*** EXERCISE INPUT Section Begins ***

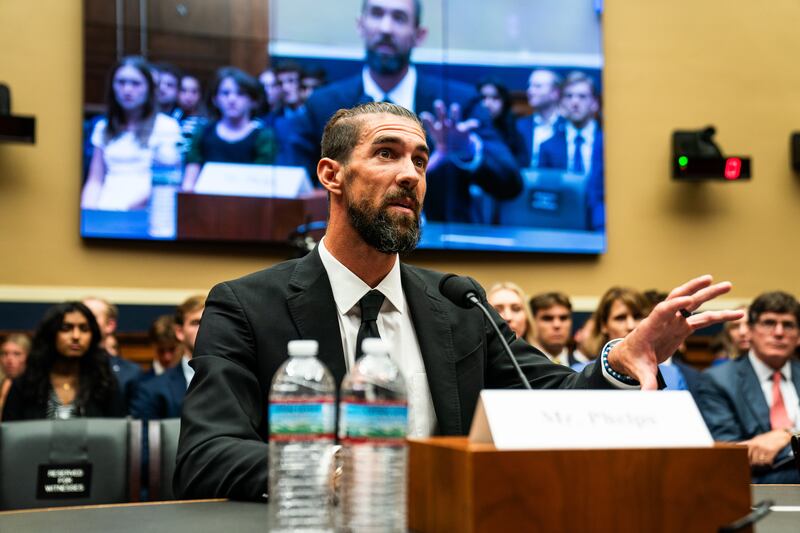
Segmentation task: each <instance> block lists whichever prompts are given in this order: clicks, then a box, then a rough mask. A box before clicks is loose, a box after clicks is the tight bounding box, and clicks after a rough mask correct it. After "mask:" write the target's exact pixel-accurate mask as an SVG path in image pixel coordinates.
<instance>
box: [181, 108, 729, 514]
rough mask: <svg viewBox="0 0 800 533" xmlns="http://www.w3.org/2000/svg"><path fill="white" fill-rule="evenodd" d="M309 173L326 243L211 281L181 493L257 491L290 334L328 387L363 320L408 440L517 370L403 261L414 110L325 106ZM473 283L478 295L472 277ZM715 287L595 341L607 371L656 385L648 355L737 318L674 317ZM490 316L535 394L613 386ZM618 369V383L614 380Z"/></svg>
mask: <svg viewBox="0 0 800 533" xmlns="http://www.w3.org/2000/svg"><path fill="white" fill-rule="evenodd" d="M322 154H323V157H322V159H321V160H320V161H319V164H318V165H317V176H318V178H319V180H320V183H321V184H322V186H323V187H324V188H325V189H326V190H327V191H328V194H329V204H330V210H329V212H330V215H329V216H330V218H329V223H328V227H327V230H326V233H325V237H324V238H323V240H322V241H321V242H320V244H319V245H318V246H317V248H316V249H315V250H314V251H312V252H311V253H309V254H308V255H307V256H305V257H304V258H302V259H295V260H292V261H287V262H284V263H281V264H278V265H276V266H274V267H272V268H269V269H267V270H263V271H261V272H256V273H254V274H251V275H249V276H245V277H243V278H241V279H238V280H235V281H230V282H225V283H221V284H219V285H217V286H216V287H214V288H213V289H212V290H211V293H210V294H209V296H208V300H207V302H206V310H205V313H204V315H203V320H202V325H201V328H200V332H199V334H198V337H197V345H196V347H195V356H194V358H193V359H192V366H193V367H194V369H195V375H194V379H193V380H192V383H191V385H190V386H189V390H188V392H187V394H186V399H185V402H184V407H183V418H182V421H181V436H180V444H179V449H178V457H177V462H176V473H175V478H174V488H175V492H176V494H177V495H178V496H179V497H182V498H206V497H230V498H239V499H259V498H261V497H262V495H263V494H264V491H265V490H266V487H267V460H266V458H267V453H268V446H267V439H268V435H269V425H268V420H267V401H268V393H269V387H270V382H271V380H272V377H273V375H274V373H275V372H276V370H277V369H278V368H279V367H280V365H281V364H283V362H284V361H285V360H286V357H287V356H286V345H287V343H288V341H290V340H292V339H315V340H317V341H318V342H319V345H320V355H319V357H320V359H321V360H322V362H323V363H324V364H325V365H326V366H327V367H328V368H329V369H330V371H331V373H332V374H333V376H334V377H335V379H336V382H337V385H338V384H339V383H341V381H342V378H343V377H344V375H345V373H346V371H347V368H348V366H350V365H352V364H353V362H354V361H355V357H356V348H357V347H356V341H357V339H358V336H359V335H360V333H361V331H362V329H363V328H364V327H365V326H367V325H369V324H372V326H376V327H377V331H378V334H379V336H380V337H381V338H383V339H384V340H385V341H386V342H387V344H388V346H389V348H390V353H391V355H392V357H393V358H394V360H395V361H396V362H397V364H398V366H399V367H400V370H401V372H402V373H403V375H404V377H405V381H406V383H407V386H408V397H409V434H410V435H412V436H426V435H431V434H441V435H464V434H466V433H467V431H468V430H469V427H470V423H471V421H472V415H473V412H474V410H475V406H476V404H477V400H478V395H479V393H480V391H481V389H484V388H507V387H519V386H520V382H519V376H518V375H517V374H516V372H515V371H514V369H513V366H512V364H511V363H510V362H509V359H508V357H507V355H506V354H505V353H504V350H503V347H502V343H501V341H500V339H499V338H498V337H497V336H496V334H495V333H493V331H494V330H493V329H491V328H490V327H489V324H488V323H487V322H486V321H485V319H484V317H483V315H482V314H481V312H480V311H478V310H476V309H463V308H461V307H459V306H457V305H455V304H454V303H452V302H451V301H449V300H448V299H447V298H445V297H444V296H442V294H441V293H440V292H439V282H440V281H441V279H442V278H443V274H442V273H439V272H434V271H431V270H426V269H422V268H416V267H413V266H409V265H406V264H403V263H401V262H400V260H399V256H398V254H399V253H403V252H409V251H411V250H412V249H413V248H414V247H415V245H416V243H417V241H418V239H419V229H420V212H421V209H422V203H423V200H424V198H425V193H426V189H427V181H426V167H427V165H428V162H429V154H430V150H429V148H428V146H427V143H426V140H425V132H424V130H423V128H422V124H421V122H420V121H419V119H418V117H417V116H416V114H414V113H412V112H410V111H408V110H407V109H405V108H403V107H400V106H396V105H393V104H388V103H379V102H375V103H367V104H362V105H361V106H357V107H355V108H353V109H347V110H344V109H343V110H340V111H339V112H337V113H336V114H335V115H334V116H333V118H332V119H331V121H330V122H329V124H328V126H327V127H326V129H325V134H324V136H323V141H322ZM472 283H473V285H474V288H475V291H476V292H477V293H478V294H480V295H481V296H483V295H484V292H483V290H482V289H481V288H480V287H479V286H478V284H477V283H475V282H474V281H473V282H472ZM729 289H730V284H725V283H722V284H716V285H711V279H710V276H706V277H703V278H698V279H696V280H693V281H691V282H689V283H687V284H686V285H684V286H682V287H680V288H678V289H676V290H675V291H673V293H672V294H671V295H670V298H669V299H668V300H667V301H666V302H664V303H663V304H661V305H660V306H659V307H657V308H656V310H655V311H654V312H653V313H652V314H651V315H650V316H649V317H648V318H647V319H646V320H645V321H643V322H642V324H641V325H640V327H639V328H637V330H636V331H635V332H633V333H631V334H630V335H628V337H626V338H625V339H624V340H623V341H622V342H621V343H620V344H618V345H616V346H614V347H613V349H611V350H610V354H609V356H608V361H609V364H610V365H611V368H612V369H616V371H618V372H620V373H627V374H629V375H632V376H636V377H637V378H638V379H639V380H640V381H641V382H642V384H643V386H644V387H646V388H650V389H652V388H656V383H657V378H656V375H657V369H656V363H657V360H659V359H664V358H666V357H667V356H668V355H670V354H671V353H672V352H673V351H674V349H675V347H676V346H677V343H679V342H680V341H681V340H682V339H683V338H684V337H685V336H686V335H688V334H689V333H690V332H691V331H693V330H694V329H695V328H697V327H700V326H703V325H706V324H709V323H713V322H716V321H719V320H725V319H731V318H738V317H739V316H741V313H736V312H714V313H701V314H698V315H695V316H692V317H691V318H689V319H686V318H683V316H682V315H681V314H680V313H679V312H678V309H680V308H685V309H688V310H694V309H696V308H697V307H698V306H699V305H701V304H702V303H703V302H705V301H707V300H709V299H710V298H713V297H715V296H716V295H718V294H722V293H724V292H726V291H727V290H729ZM492 316H493V321H494V322H495V324H497V326H498V327H499V328H501V331H502V334H503V336H504V337H505V339H506V340H507V341H508V342H509V343H510V344H511V346H512V349H513V351H514V352H515V353H516V355H517V358H518V360H519V363H520V366H521V368H522V370H523V372H524V373H525V375H526V377H527V379H528V381H529V382H530V384H531V386H532V387H534V388H583V389H585V388H613V387H614V386H616V385H621V382H620V381H618V380H614V379H612V378H611V377H610V372H609V371H608V369H606V368H601V366H600V365H597V366H595V365H590V366H589V367H588V368H587V369H585V370H584V371H583V372H582V373H580V374H579V373H575V372H573V371H572V370H570V369H569V368H566V367H563V366H561V365H554V364H553V363H551V362H550V360H549V359H547V358H546V357H545V356H544V355H542V354H541V353H540V352H538V351H537V350H535V349H534V348H532V347H531V346H529V345H528V344H527V343H525V342H524V341H523V340H519V339H516V338H515V336H514V333H513V332H512V331H511V330H510V329H509V328H508V326H507V325H506V324H505V321H504V320H503V319H502V318H501V317H500V316H499V315H498V314H497V313H496V312H492ZM624 379H627V378H624Z"/></svg>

*** EXERCISE INPUT Section Ends ***

ACTIVITY: The task calls for repeating each line above exactly while excluding the pictures.

WRITTEN SOLUTION:
Segmentation task: each <instance> block lists whichever prompts are given in this order: clicks, then a box, then a rough mask. A box before clicks is loose, a box after clicks is the tight bounding box, and clicks after a rough mask correct it. After "mask:" write the target's exact pixel-accurate mask as an SVG path in image pixel coordinates.
<instance>
box: [181, 108, 729, 514]
rough mask: <svg viewBox="0 0 800 533" xmlns="http://www.w3.org/2000/svg"><path fill="white" fill-rule="evenodd" d="M309 173L326 243L211 281L181 493L257 491L290 334L328 387L363 320L408 440L517 370L403 261L414 110L325 106ZM473 283L478 295L472 277ZM715 287L595 341L607 371L656 385L648 355L737 318L674 317ZM490 316L535 394L613 386ZM618 369V383L614 380Z"/></svg>
mask: <svg viewBox="0 0 800 533" xmlns="http://www.w3.org/2000/svg"><path fill="white" fill-rule="evenodd" d="M322 154H323V157H322V159H321V160H320V161H319V164H318V165H317V176H318V178H319V180H320V183H321V184H322V186H323V187H324V188H325V189H326V190H327V191H328V194H329V204H330V210H329V212H330V215H329V216H330V218H329V223H328V227H327V230H326V233H325V237H324V238H323V240H322V241H321V242H320V244H319V245H318V246H317V248H316V249H315V250H314V251H312V252H311V253H309V254H308V255H307V256H305V257H304V258H302V259H295V260H292V261H287V262H284V263H281V264H278V265H276V266H274V267H272V268H269V269H267V270H263V271H261V272H256V273H254V274H251V275H249V276H245V277H243V278H241V279H238V280H235V281H230V282H225V283H221V284H219V285H217V286H216V287H214V288H213V289H212V290H211V293H210V294H209V296H208V300H207V302H206V310H205V313H204V315H203V320H202V325H201V328H200V332H199V334H198V337H197V345H196V347H195V356H194V358H193V359H192V366H193V367H194V369H195V375H194V379H193V380H192V383H191V385H190V386H189V390H188V392H187V394H186V399H185V402H184V407H183V418H182V421H181V436H180V444H179V449H178V457H177V462H176V473H175V478H174V488H175V492H176V494H177V495H178V496H179V497H182V498H206V497H230V498H239V499H259V498H261V497H262V495H263V494H264V491H265V490H266V487H267V460H266V458H267V453H268V446H267V439H268V435H269V425H268V420H267V401H268V393H269V387H270V382H271V380H272V377H273V375H274V373H275V372H276V370H277V369H278V368H279V367H280V365H281V364H283V362H284V361H285V360H286V357H287V356H286V345H287V343H288V341H290V340H292V339H315V340H317V341H318V342H319V345H320V355H319V357H320V359H321V360H322V362H323V363H324V364H325V365H326V366H327V367H328V368H329V369H330V371H331V373H332V374H333V376H334V377H335V379H336V382H337V385H338V384H339V383H341V381H342V378H343V377H344V375H345V373H346V371H347V368H348V366H350V365H352V364H353V362H354V361H355V357H356V348H357V347H356V341H357V339H358V336H359V335H360V333H361V331H362V329H363V328H364V327H365V326H367V325H369V324H372V326H376V327H377V331H378V334H379V336H380V337H381V338H383V339H384V340H385V341H386V342H387V344H388V346H389V348H390V353H391V355H392V357H393V358H394V360H395V361H396V362H397V364H398V366H399V367H400V370H401V372H402V373H403V375H404V377H405V381H406V383H407V386H408V397H409V434H410V435H412V436H426V435H431V434H441V435H464V434H466V433H467V431H468V430H469V427H470V423H471V421H472V415H473V412H474V410H475V406H476V404H477V400H478V395H479V393H480V391H481V389H484V388H507V387H519V386H520V382H519V376H518V375H517V374H516V372H515V371H514V369H513V366H512V364H511V363H510V362H509V359H508V357H507V355H506V354H505V353H504V350H503V347H502V343H501V341H500V339H499V338H498V337H497V336H496V334H495V333H493V331H494V330H493V329H491V328H490V327H489V324H488V323H487V322H486V321H485V319H484V317H483V315H482V314H481V312H480V311H478V310H476V309H463V308H461V307H459V306H457V305H455V304H454V303H452V302H451V301H449V300H448V299H447V298H445V297H444V296H442V294H441V293H440V292H439V282H440V281H441V279H442V278H443V274H442V273H439V272H434V271H431V270H426V269H422V268H416V267H413V266H409V265H406V264H403V263H401V262H400V260H399V256H398V254H399V253H403V252H409V251H411V250H412V249H413V248H414V247H415V245H416V243H417V241H418V239H419V229H420V212H421V209H422V203H423V200H424V198H425V193H426V189H427V181H426V167H427V165H428V162H429V154H430V150H429V148H428V146H427V143H426V140H425V132H424V130H423V128H422V124H421V122H420V121H419V119H418V117H417V116H416V114H414V113H412V112H410V111H408V110H407V109H405V108H403V107H400V106H396V105H393V104H388V103H379V102H375V103H367V104H362V105H361V106H357V107H355V108H353V109H347V110H344V109H343V110H340V111H339V112H337V113H336V114H335V115H334V116H333V118H332V119H331V121H330V122H329V124H328V126H327V127H326V129H325V134H324V136H323V141H322ZM472 283H473V285H474V288H475V291H476V292H477V293H478V294H480V295H481V296H483V295H484V292H483V290H482V289H481V288H480V287H479V286H478V284H477V283H475V282H474V281H473V282H472ZM729 289H730V284H725V283H722V284H716V285H711V279H710V276H706V277H703V278H698V279H696V280H693V281H691V282H689V283H687V284H686V285H684V286H682V287H680V288H678V289H676V290H675V291H673V293H672V294H671V295H670V298H669V299H668V300H667V301H666V302H664V303H663V304H661V305H660V306H659V307H657V308H656V310H655V311H654V312H653V313H652V314H651V315H650V316H649V317H648V318H647V319H646V320H645V321H643V322H642V324H641V325H640V327H639V328H637V330H636V331H635V332H633V333H631V334H630V335H628V337H626V338H625V339H624V340H623V341H622V342H621V343H620V344H618V345H616V346H614V347H613V349H611V350H610V354H609V356H608V361H609V364H610V365H611V368H612V369H616V371H618V372H620V373H627V374H629V375H632V376H636V377H637V378H638V379H639V380H640V381H641V382H642V384H643V386H644V387H646V388H650V389H652V388H656V383H657V378H656V375H657V369H656V363H657V360H659V359H664V358H666V357H667V356H668V355H670V354H671V353H672V352H673V351H674V349H675V347H676V346H677V343H679V342H680V341H681V340H682V339H683V338H684V337H685V336H686V335H688V334H689V333H690V332H691V331H693V330H694V329H695V328H697V327H700V326H703V325H706V324H709V323H713V322H716V321H719V320H725V319H731V318H738V317H739V316H741V313H736V312H714V313H701V314H698V315H695V316H692V317H691V318H689V319H686V318H683V316H682V315H681V314H680V313H679V312H678V309H680V308H685V309H688V310H694V309H696V308H697V307H698V306H699V305H701V304H702V303H703V302H705V301H707V300H709V299H710V298H713V297H715V296H716V295H718V294H722V293H724V292H726V291H727V290H729ZM492 316H493V321H494V322H495V324H497V326H498V327H499V328H501V331H502V334H503V336H504V337H505V339H506V340H507V341H508V342H509V343H510V344H511V346H512V349H513V351H514V352H515V353H516V355H517V358H518V360H519V363H520V366H521V368H522V370H523V372H524V373H525V375H526V377H527V379H528V381H529V382H530V384H531V386H532V387H534V388H583V389H585V388H613V387H614V386H616V385H621V382H620V381H618V380H614V379H612V378H611V377H610V372H609V371H608V369H606V368H601V366H600V365H597V366H595V365H590V366H589V367H588V368H587V369H585V370H584V371H583V372H582V373H580V374H579V373H575V372H573V371H572V370H570V369H569V368H566V367H563V366H561V365H554V364H553V363H551V362H550V360H549V359H547V358H546V357H545V356H544V355H542V354H541V353H540V352H538V351H537V350H535V349H534V348H532V347H531V346H529V345H528V344H527V343H525V342H524V341H523V340H519V339H516V338H515V336H514V333H513V332H512V331H511V330H510V329H509V328H508V326H507V325H506V324H505V321H504V320H503V319H502V318H501V317H500V316H499V315H498V314H497V313H496V312H492ZM624 379H627V378H624Z"/></svg>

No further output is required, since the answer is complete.